▶ [Data rows]
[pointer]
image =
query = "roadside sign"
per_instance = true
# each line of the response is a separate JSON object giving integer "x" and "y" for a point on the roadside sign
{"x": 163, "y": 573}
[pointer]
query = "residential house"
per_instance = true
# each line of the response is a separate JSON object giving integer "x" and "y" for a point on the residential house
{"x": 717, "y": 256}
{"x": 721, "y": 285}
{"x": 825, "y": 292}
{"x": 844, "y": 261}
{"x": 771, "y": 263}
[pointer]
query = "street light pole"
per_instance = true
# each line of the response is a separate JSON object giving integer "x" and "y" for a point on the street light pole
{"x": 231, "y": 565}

...

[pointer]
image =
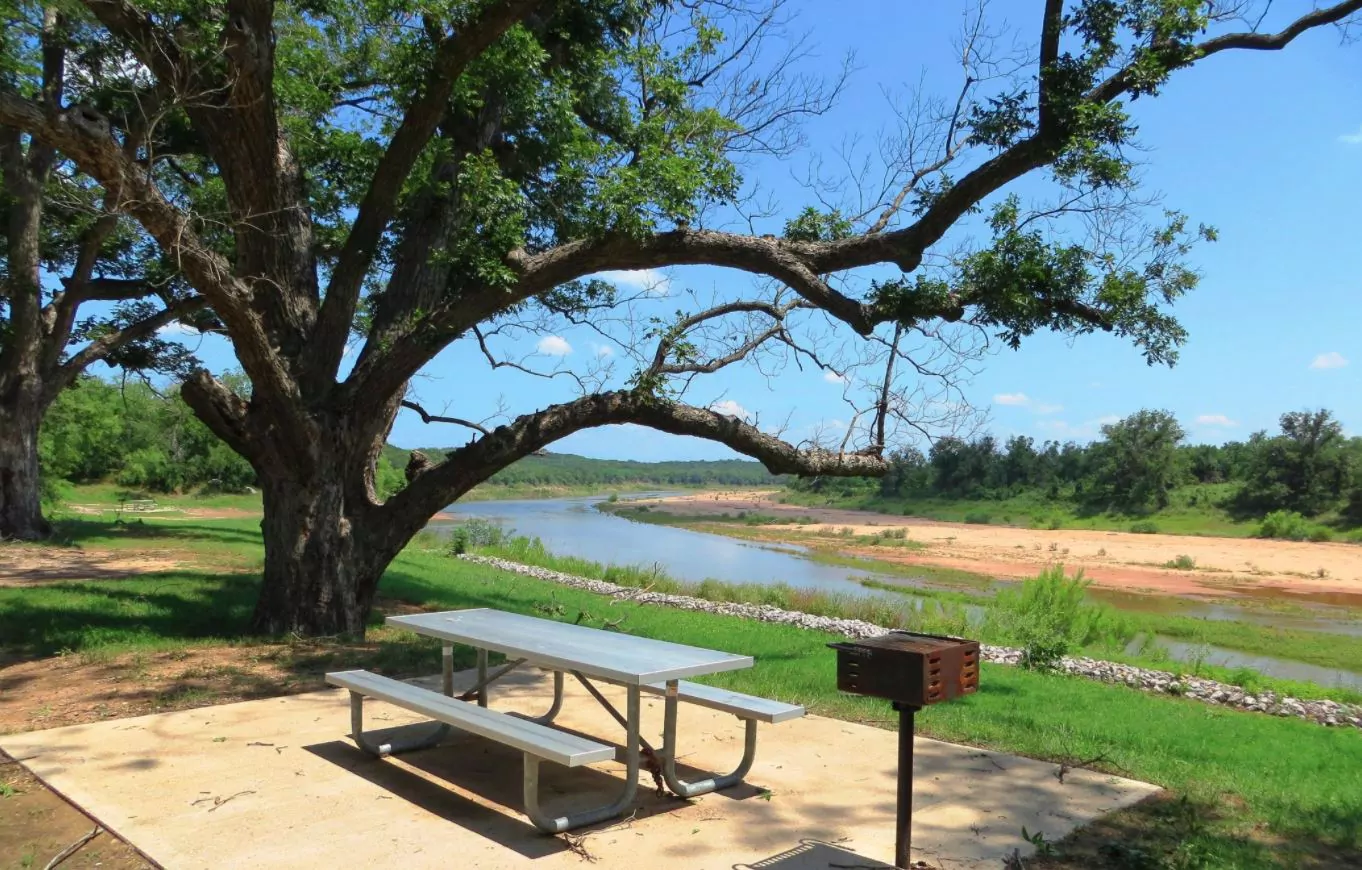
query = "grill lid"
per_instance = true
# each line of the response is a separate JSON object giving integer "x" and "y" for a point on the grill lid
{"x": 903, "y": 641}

▶ [What the task asks] Count the lines in the items above that contain the string "pole", treating uppercase and lowercase as different. Reply with the number only.

▶ [Completed exercise] 2